#### Activity
What are the lines from the top of the entries below through the line containing "Each instance of the bar"? Return them exactly, both ends included, without the pictures.

Stored data entries
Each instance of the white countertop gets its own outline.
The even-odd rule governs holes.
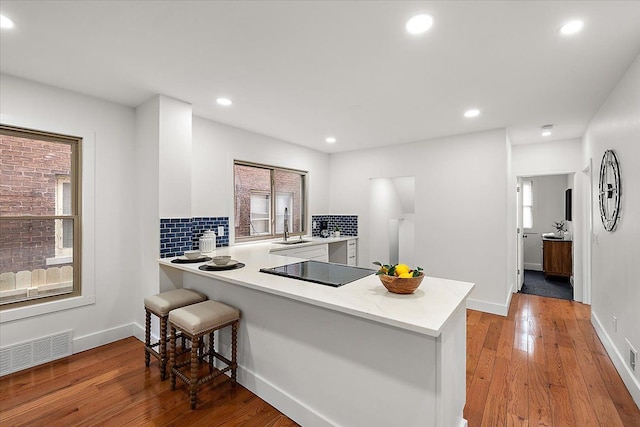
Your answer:
[[[353,238],[340,237],[338,239]],[[320,243],[330,243],[331,241],[330,238],[317,239]],[[278,247],[299,247],[301,245],[304,244],[278,245]],[[273,243],[267,242],[218,248],[215,252],[216,255],[231,255],[232,259],[245,264],[245,267],[237,270],[202,271],[198,269],[202,265],[201,263],[173,264],[171,263],[173,258],[162,258],[158,262],[163,266],[433,337],[440,335],[451,314],[465,303],[475,286],[469,282],[427,276],[415,293],[398,295],[388,292],[375,275],[334,288],[261,273],[260,268],[271,268],[303,261],[300,258],[270,254],[269,251],[273,246]]]

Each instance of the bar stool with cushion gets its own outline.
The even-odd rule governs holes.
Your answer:
[[[196,408],[196,394],[198,386],[213,380],[225,372],[231,371],[231,384],[236,384],[238,368],[238,323],[240,311],[218,301],[205,301],[182,307],[169,313],[169,366],[171,390],[176,389],[176,377],[189,386],[191,409]],[[214,332],[226,326],[231,326],[231,360],[227,359],[214,348]],[[190,359],[177,362],[176,336],[180,332],[191,340]],[[209,345],[205,352],[198,355],[198,349],[203,337],[209,337]],[[208,356],[209,373],[199,377],[199,365]],[[214,370],[213,360],[218,359],[226,365],[224,369]]]
[[[145,309],[145,334],[144,334],[144,363],[149,367],[151,355],[160,361],[160,379],[167,377],[167,336],[169,335],[167,321],[169,313],[176,308],[206,301],[206,295],[191,289],[175,289],[161,292],[144,299]],[[151,315],[160,318],[160,339],[151,343]],[[158,350],[155,349],[158,347]]]

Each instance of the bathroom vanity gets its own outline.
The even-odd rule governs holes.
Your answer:
[[[573,275],[573,242],[571,240],[542,239],[542,269],[547,276]]]

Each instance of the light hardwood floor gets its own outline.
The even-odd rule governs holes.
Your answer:
[[[467,404],[476,426],[640,426],[590,306],[514,294],[507,317],[467,310]]]
[[[172,392],[143,353],[127,338],[0,378],[0,426],[296,426],[225,379],[191,411],[184,384]],[[467,312],[464,415],[469,427],[640,426],[589,306],[520,294],[507,317]]]

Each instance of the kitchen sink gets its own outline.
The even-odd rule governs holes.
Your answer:
[[[278,242],[274,242],[277,243],[279,245],[299,245],[300,243],[310,243],[311,240],[280,240]]]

#### Task response
Each instance of the white countertop gets its own outline.
The even-odd rule governs holes.
Your answer:
[[[353,238],[340,237],[338,239]],[[320,243],[330,243],[331,241],[330,238],[317,239]],[[278,247],[299,247],[301,245],[304,244],[278,245]],[[273,243],[267,242],[218,248],[215,252],[216,255],[231,255],[232,259],[245,264],[245,267],[237,270],[202,271],[198,269],[202,265],[201,263],[173,264],[171,263],[173,258],[162,258],[158,262],[163,266],[433,337],[440,335],[451,314],[465,303],[475,286],[469,282],[427,276],[415,293],[398,295],[388,292],[375,275],[334,288],[261,273],[260,268],[271,268],[303,261],[300,258],[270,254],[269,251],[273,246]]]

Each instance of the bar stool with cushion gets its own outline.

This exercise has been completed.